What’s the Story Behind the Chestburster Scene in “Alien”?


Every so often, a horror movie comes along with a scene so disturbing it becomes a permanent part of our cultural consciousness. There was the shower scene in “Psycho”, the horrifying “Exorcist” head spin, and the moment when an all too giddy Jack Nicholson gave us his scariest Ed McMahon impression. However, the bloodiest of the bunch is without a doubt the infamous “chestburster” scene from “Alien”.

We all know how the scene goes down. When the crew of the commercial spaceship “Nostromo” receives a mysterious distress call, the team heads to a nearby planet to check for survivors. Unfortunately for Kane, the Executive Officer (played by John Hurt), he ends up on the wrong side of a “facehugger,” a nasty alien that latches onto his face and impregnates the poor guy with a murderous parasite. Eventually, the facehugger detaches itself, and we’re lulled into a false sense of security when Kane shows up in the “Nostromo’s” dining room, shaken but seemingly okay. The crew carries on with their meal, everyone is laughing and enjoying themselves…and then something horrible rips out of Kane’s chest.

According to “Alien” lore, when the film was screened in Dallas, Texas, the chestburster had moviegoers jumping out of their seats, scrambling down the aisles, and running for the restrooms. Of course, audience members weren’t the only ones disgusted by “Alien’s” extraterrestrial gore. Believe it or not, the cast was completely caught off guard by all that blood, but before we can talk about one of cinema’s greatest practical jokes, we have to flash back to the time when Dan O’Bannon came down with food poisoning.

== Records provided ==
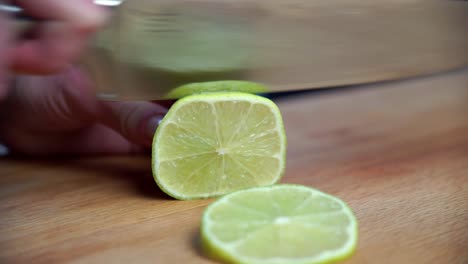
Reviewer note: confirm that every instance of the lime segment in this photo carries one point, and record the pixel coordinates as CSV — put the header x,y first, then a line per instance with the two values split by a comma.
x,y
212,144
279,224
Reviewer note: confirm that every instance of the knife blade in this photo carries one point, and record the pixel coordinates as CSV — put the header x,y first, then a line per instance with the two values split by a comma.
x,y
150,47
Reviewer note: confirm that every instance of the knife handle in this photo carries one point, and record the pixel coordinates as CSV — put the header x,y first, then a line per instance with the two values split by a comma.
x,y
19,15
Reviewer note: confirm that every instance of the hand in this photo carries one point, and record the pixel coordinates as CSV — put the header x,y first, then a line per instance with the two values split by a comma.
x,y
58,113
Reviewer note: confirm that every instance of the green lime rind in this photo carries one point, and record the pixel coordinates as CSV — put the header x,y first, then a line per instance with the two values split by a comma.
x,y
216,250
216,86
215,97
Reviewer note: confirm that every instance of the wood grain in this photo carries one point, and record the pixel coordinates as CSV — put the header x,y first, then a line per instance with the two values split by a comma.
x,y
397,153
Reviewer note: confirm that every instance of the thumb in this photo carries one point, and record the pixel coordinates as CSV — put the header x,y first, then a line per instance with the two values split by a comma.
x,y
137,121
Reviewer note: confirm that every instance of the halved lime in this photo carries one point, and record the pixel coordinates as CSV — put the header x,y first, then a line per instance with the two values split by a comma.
x,y
216,143
279,224
216,86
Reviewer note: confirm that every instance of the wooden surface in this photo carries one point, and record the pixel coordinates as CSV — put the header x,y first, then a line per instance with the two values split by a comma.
x,y
397,153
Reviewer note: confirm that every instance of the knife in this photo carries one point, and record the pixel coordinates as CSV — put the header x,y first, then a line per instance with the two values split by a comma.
x,y
150,47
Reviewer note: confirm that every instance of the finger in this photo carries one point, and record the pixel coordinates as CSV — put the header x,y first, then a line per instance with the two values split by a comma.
x,y
80,15
63,102
137,121
66,103
60,39
93,140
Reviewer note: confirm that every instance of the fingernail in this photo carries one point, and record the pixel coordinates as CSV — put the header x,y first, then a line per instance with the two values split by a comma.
x,y
151,126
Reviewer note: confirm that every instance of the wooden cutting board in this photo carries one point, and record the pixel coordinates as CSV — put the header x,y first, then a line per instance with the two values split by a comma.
x,y
397,153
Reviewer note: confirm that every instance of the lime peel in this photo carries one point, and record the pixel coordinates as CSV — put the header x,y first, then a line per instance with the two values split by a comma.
x,y
211,144
214,241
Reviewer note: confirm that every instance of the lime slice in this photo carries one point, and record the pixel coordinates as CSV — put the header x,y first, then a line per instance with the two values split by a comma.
x,y
216,86
212,144
279,224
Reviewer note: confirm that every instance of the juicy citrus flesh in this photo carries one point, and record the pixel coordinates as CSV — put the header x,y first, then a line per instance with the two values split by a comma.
x,y
279,224
216,86
212,144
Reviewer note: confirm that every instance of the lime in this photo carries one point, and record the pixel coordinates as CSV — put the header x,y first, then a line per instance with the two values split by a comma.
x,y
212,144
279,224
216,86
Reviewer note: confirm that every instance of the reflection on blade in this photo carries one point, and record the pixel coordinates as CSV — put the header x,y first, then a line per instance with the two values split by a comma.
x,y
150,47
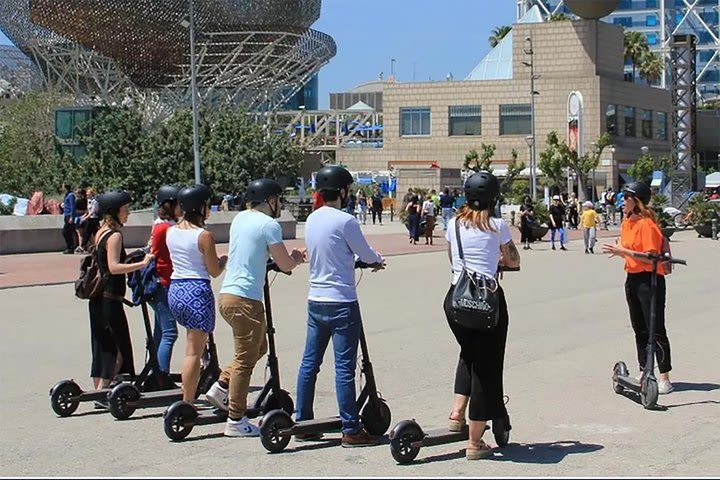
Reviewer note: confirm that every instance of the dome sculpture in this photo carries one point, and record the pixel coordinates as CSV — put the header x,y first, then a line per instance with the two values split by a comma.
x,y
592,9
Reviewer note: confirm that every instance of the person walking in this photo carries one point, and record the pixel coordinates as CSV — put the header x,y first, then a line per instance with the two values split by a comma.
x,y
486,244
639,232
557,214
589,222
190,297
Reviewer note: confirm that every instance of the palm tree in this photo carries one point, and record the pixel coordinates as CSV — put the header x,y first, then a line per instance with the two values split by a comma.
x,y
651,67
498,34
635,47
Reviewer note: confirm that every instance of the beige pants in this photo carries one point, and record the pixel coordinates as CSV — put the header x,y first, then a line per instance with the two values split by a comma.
x,y
247,319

== Problem ==
Quote the complete chestburster scene article word for word.

== Written answer ==
What’s the Story Behind the Chestburster Scene in “Alien”?


Every so often, a horror movie comes along with a scene so disturbing it becomes a permanent part of our cultural consciousness. There was the shower scene in “Psycho”, the horrifying “Exorcist” head spin, and the moment when an all too giddy Jack Nicholson gave us his scariest Ed McMahon impression. However, the bloodiest of the bunch is without a doubt the infamous “chestburster” scene from “Alien”.

We all know how the scene goes down. When the crew of the commercial spaceship “Nostromo” receives a mysterious distress call, the team heads to a nearby planet to check for survivors. Unfortunately for Kane, the Executive Officer (played by John Hurt), he ends up on the wrong side of a “facehugger,” a nasty alien that latches onto his face and impregnates the poor guy with a murderous parasite. Eventually, the facehugger detaches itself, and we’re lulled into a false sense of security when Kane shows up in the “Nostromo’s” dining room, shaken but seemingly okay. The crew carries on with their meal, everyone is laughing and enjoying themselves…and then something horrible rips out of Kane’s chest.

According to “Alien” lore, when the film was screened in Dallas, Texas, the chestburster had moviegoers jumping out of their seats, scrambling down the aisles, and running for the restrooms. Of course, audience members weren’t the only ones disgusted by “Alien’s” extraterrestrial gore. Believe it or not, the cast was completely caught off guard by all that blood, but before we can talk about one of cinema’s greatest practical jokes, we have to flash back to the time when Dan O’Bannon came down with food poisoning.